PAGE TEXT:

Episode 251 | Recorded: May 1, 2023
Since losing the 44-day war, the Pashinyan administration has framed the necessity to sign the humiliating Nov. 9/10 ceasefire agreement as our only way to keep the remaining 25% of Artsakh as Armenian and to get our POWs back. Almost three years later, our POWs are still in Baku, and meanwhile, the last remaining pro-Armenian point in the statement, the free passage of people and goods through the Lachin corridor, seems to be gone with the latest developments from last week.
Last week on the eve of the 108th commemorations of the Armenian Genocide, Azerbaijan continued its flagrant violations of the November 2020 tripartite agreement they had signed, as its armed forces installed a checkpoint at the entrance to the Lachin/Berdzor corridor, on the Hagari bridge.
Following that, just a couple of days ago, Aliyev’s assistant came to Shushi and told their pretend “eco-activists” that now that the corridor was fully blocked, their demands were mostly met, and so now they’re gone. I think he said “new realities have been created since April 23”, referring to Azerbaijan setting up the border checkpoint on the corridor.
Since the blockade started, Armenian authorities and analysts have consistently warned about the danger of Azerbaijan’s demands of a checkpoint. Back in January, then foreign minister of Artsakh David Babayan said:
“... if someone does not realize what it is and approaches it theoretically and considers that customs point as a possible customs point between Belgium and Luxembourg, he is terribly mistaken. They will not be customs points but points of kidnapping and arrest of Armenians; this is clear.”
Immediately after the incident, Russia replaced the head of their peacekeeping mission in Artsakh. Gen. Alexander Lentsov replaced Gen. Andrei Volkov. Baku has already dismissed the change as irrelevant to their plans and the state of affairs. Lentsov is reportedly a “friend of Shoigu”, the Russian defense minister, and he has long experience in Russian armed forces including Afghanistan, the first and second Chechen wars, assignments in Bosnia, Ossetia, as well as Syria.
After the news of the checkpoint, Pashinyan held a phone call with Putin and other international officials, and has vocally put responsibility on Russia to resolve the issue.
We know that especially since Prague (October, 2022), Armenia has been pursuing a policy of putting full responsibility for the Lachin corridor on Russia, and washing Armenia’s hands off it. Pashinyan has also asked Artsakh to negotiate with Azerbaijan directly. All this, despite being a signatory of the tripartite statement.
In an interview with Armenian Public TV, Armen Grigoryan, Secretary of the National Security Council said that Russia literally “owns” the Lachin corridor. Pashinyan said this as well, on Thursday: “Besides Russia no one else should oversee Lachin”. But in the same speech, Pashinyan called for an international representation with a “wide mandate” on the Berdzor/Lachin corridor.
International players, including France, USA, etc… condemned the move and asked Azerbaijan to open the checkpoint. Blinken called Aliyev and said that there should be open movement of people and commerce on the Lachin corridor. French Foreign Minister Catherine Colonna was in Armenia, and visited the border, including the new checkpoint at the Lachin corridor. She has been clear and unequivocal in calling for the reopening of the corridor for the free movement of people, and also without mentioning Russia, she called for the parties to respect the ceasefire agreement.

RAW DATA:
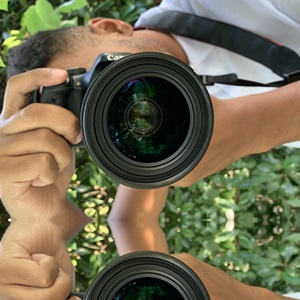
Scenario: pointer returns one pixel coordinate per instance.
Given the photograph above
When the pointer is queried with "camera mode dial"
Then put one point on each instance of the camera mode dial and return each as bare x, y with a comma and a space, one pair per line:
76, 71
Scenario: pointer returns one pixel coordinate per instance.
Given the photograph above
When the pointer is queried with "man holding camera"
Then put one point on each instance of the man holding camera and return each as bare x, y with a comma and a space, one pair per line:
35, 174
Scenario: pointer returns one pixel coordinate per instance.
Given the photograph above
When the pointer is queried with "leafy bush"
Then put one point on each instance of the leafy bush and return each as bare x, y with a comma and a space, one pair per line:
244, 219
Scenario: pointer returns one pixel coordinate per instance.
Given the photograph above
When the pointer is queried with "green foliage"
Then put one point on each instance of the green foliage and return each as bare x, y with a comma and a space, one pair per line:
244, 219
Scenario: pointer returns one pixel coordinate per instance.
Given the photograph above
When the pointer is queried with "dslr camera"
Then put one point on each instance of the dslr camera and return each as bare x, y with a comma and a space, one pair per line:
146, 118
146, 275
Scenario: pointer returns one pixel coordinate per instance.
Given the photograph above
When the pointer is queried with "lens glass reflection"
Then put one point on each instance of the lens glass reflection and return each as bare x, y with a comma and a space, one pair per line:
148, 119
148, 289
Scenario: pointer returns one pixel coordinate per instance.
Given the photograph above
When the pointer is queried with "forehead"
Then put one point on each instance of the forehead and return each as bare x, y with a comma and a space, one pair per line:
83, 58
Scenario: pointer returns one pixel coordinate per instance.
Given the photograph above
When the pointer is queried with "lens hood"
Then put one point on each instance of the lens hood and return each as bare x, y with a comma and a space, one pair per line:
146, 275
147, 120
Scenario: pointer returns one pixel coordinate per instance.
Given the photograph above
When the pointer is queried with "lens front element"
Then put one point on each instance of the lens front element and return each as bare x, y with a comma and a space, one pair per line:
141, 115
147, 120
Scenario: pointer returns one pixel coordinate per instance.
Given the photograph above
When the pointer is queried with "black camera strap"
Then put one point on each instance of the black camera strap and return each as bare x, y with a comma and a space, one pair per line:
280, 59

PROBLEMS TO SOLVE:
- 1) Answer these questions from the Lachin corridor text:
(a) Which general replaced Gen. Andrei Volkov as head of Russia's peacekeeping mission in Artsakh?
(b) On which bridge did Azerbaijan's armed forces install the checkpoint?
(c) Who is the French foreign minister that visited the border?
- 2) Extend the Lachin corridor text with a few more paragraphs that pick up after its last sentence.
Nothing in the records is needed here.

ANSWERS:
- 1)
(a) Gen. Alexander Lentsov
(b) The Hagari bridge
(c) Catherine Colonna

- 2)
We note that during this same week, just a few days before Colonna’s visit, Aliyev was in Bulgaria celebrating another gas deal and promising more gas for Europe.
In parallel to the blockade of Artsakh, which Azerbaijan claims to be its own matter and Armenia is not objecting, we have a process of negotiations on so-called “peace” between Armenia and Azerbaijan, that is accompanied with an ever-expanding list of demands from Azerbaijan. In the background, we also see that Azerbaijan is actively engaged in military exercises.
The Pashinyan regime meanwhile talks about “peace”. Can we even call it a “peace treaty” if Pashinyan says that whatever he signs will offer no guarantee of peace, or non-violence, or basically anything of value. It seems it’s just a signature for Aliyev to show everyone that he brought Pashinyan to his knees.
Let’s begin with the demands. After 4 months of the blockade of Artsakh, judgments from the ICJ and the ICC against Azerbaijan, accompanied by a background of constant military action that claimed casualties almost every week, Azerbaijan’s ambassador to the UN decided to use his time at the UN Security Council meeting on Monday or Tuesday to spell out eight demands in order to establish peace, including:
The Armenian side provided a very vague response to this statement, saying that they “do not contribute to reducing tensions and establishing peace in the region”, but otherwise, as we’ll see, negotiations are continuing.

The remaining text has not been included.